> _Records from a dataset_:
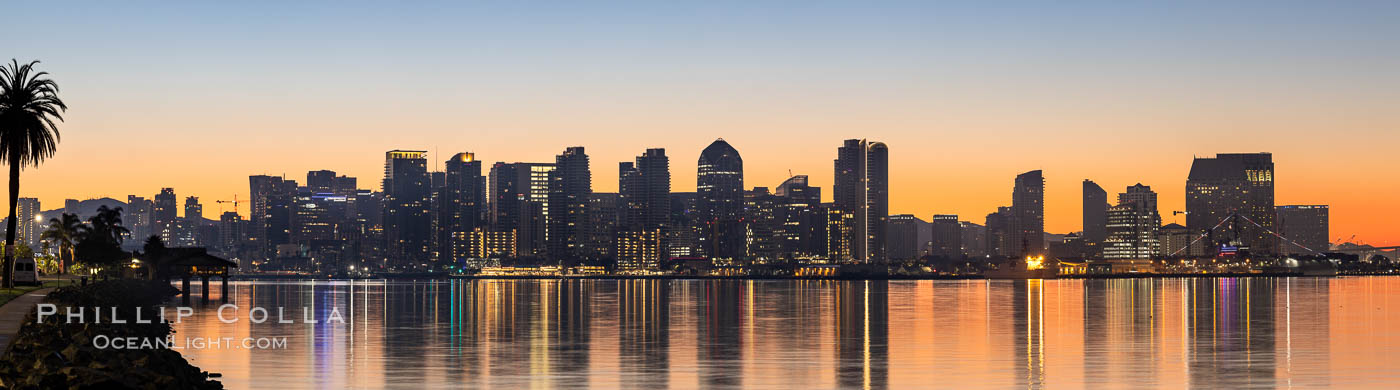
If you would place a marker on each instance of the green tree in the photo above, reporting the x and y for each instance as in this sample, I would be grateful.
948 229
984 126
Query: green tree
63 232
154 255
28 108
100 241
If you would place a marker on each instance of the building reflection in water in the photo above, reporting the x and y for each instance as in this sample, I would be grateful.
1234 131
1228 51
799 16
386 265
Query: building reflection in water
1220 333
644 333
864 334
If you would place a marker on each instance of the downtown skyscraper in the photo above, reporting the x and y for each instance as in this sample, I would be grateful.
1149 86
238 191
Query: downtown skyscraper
720 201
406 208
1095 218
644 190
1133 225
1028 214
570 185
1234 185
520 203
461 203
861 188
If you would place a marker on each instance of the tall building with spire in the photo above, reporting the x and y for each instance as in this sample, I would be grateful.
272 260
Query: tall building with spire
720 201
863 188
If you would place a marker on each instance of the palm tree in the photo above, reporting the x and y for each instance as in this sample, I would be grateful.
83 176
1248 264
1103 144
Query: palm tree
28 106
65 234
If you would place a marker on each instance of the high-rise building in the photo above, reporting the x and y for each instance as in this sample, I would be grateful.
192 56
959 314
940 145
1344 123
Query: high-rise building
270 200
720 201
839 225
760 218
167 224
28 221
165 207
1028 214
1134 225
1175 239
863 188
602 227
406 208
230 234
1095 218
520 201
321 181
646 190
973 239
1305 228
137 215
461 201
801 229
998 232
637 249
947 236
1234 185
193 211
902 236
681 238
569 190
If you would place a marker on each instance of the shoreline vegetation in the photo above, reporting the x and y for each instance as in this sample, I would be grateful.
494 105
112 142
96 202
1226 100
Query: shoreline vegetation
60 355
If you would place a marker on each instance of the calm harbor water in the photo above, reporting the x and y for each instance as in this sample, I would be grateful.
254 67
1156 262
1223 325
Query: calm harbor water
1220 333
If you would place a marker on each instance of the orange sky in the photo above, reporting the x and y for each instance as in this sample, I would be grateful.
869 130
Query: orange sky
198 97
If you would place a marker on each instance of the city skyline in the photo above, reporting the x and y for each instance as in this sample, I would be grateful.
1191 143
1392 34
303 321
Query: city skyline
217 206
962 105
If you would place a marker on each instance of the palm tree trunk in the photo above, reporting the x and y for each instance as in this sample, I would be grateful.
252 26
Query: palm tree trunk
9 234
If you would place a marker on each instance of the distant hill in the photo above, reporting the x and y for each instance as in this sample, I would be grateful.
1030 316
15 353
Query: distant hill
86 208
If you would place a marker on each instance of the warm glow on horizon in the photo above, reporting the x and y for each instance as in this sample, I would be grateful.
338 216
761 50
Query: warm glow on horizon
182 98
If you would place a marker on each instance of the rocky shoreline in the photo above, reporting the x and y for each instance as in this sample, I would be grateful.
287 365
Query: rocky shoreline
58 354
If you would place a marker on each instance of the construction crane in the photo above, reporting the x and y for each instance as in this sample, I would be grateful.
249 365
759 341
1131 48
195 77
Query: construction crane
223 201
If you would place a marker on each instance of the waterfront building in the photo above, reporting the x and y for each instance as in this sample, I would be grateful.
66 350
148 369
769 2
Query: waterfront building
639 250
902 236
1234 183
861 186
1305 228
720 203
28 222
1028 210
973 239
604 225
760 215
1133 225
270 199
1095 218
998 232
569 190
839 241
801 225
947 236
406 208
137 215
461 200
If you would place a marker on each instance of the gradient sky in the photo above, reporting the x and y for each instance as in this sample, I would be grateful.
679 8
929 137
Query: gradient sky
198 97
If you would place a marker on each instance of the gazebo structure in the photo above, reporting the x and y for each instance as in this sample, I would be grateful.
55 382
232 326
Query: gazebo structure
196 262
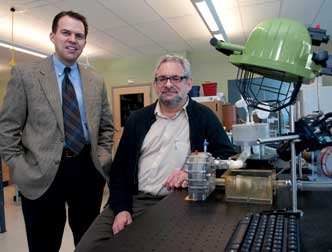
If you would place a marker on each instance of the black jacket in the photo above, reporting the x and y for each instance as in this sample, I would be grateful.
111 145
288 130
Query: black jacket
203 124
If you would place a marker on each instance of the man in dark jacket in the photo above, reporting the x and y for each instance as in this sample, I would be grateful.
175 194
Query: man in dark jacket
153 149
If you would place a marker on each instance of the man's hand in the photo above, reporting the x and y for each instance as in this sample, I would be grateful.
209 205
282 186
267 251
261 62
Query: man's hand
121 220
177 179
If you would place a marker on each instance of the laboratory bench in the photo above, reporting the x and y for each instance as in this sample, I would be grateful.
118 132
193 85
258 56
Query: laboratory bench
175 224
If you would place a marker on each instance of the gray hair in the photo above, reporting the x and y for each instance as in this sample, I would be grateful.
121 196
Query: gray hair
174 58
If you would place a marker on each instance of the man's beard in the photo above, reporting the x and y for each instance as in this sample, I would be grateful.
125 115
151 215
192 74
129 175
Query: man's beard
171 102
175 101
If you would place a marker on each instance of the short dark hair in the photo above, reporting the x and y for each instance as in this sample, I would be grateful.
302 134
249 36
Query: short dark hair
71 14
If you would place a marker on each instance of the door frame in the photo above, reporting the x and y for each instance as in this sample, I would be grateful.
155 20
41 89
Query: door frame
146 89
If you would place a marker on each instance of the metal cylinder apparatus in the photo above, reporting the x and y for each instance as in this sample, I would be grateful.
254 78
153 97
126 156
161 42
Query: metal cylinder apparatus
201 175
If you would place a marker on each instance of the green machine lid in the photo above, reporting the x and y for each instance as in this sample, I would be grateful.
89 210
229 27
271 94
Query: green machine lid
278 49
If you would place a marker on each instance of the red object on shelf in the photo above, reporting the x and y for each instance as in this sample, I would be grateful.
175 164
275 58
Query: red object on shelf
209 88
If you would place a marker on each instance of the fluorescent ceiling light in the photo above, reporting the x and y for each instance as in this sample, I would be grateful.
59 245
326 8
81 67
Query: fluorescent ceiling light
208 13
22 49
219 36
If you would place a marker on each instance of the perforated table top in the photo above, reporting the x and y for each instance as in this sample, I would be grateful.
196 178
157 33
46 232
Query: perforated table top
178 225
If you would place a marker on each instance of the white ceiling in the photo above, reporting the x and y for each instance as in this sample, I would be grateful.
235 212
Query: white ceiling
125 28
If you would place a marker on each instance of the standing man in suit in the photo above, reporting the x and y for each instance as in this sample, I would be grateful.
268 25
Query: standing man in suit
56 135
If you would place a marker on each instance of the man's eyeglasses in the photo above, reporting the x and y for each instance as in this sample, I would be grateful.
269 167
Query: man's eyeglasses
174 79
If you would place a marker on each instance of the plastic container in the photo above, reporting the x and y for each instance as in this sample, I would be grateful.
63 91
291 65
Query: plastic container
209 88
194 92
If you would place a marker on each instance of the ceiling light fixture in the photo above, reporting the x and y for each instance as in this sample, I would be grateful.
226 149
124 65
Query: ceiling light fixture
22 49
14 47
208 13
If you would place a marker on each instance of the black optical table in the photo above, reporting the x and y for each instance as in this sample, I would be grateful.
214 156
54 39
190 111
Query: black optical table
180 226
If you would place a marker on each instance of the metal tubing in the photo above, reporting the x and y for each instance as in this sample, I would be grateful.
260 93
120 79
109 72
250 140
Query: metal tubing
277 139
293 165
314 185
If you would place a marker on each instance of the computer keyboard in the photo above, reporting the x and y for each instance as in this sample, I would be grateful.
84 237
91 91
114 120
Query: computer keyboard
267 231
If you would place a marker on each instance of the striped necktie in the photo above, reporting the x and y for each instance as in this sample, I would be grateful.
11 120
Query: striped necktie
71 116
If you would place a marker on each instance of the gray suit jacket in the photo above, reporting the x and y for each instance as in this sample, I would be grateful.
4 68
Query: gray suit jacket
31 125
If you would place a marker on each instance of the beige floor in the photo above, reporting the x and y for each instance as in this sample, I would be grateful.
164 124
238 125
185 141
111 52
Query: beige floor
14 239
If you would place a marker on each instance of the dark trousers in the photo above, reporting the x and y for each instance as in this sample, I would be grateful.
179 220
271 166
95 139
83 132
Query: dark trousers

> _Problem requirements_:
Using the records above, report the number of lines that include the string "trousers", with nothing added.

> _Your response_:
2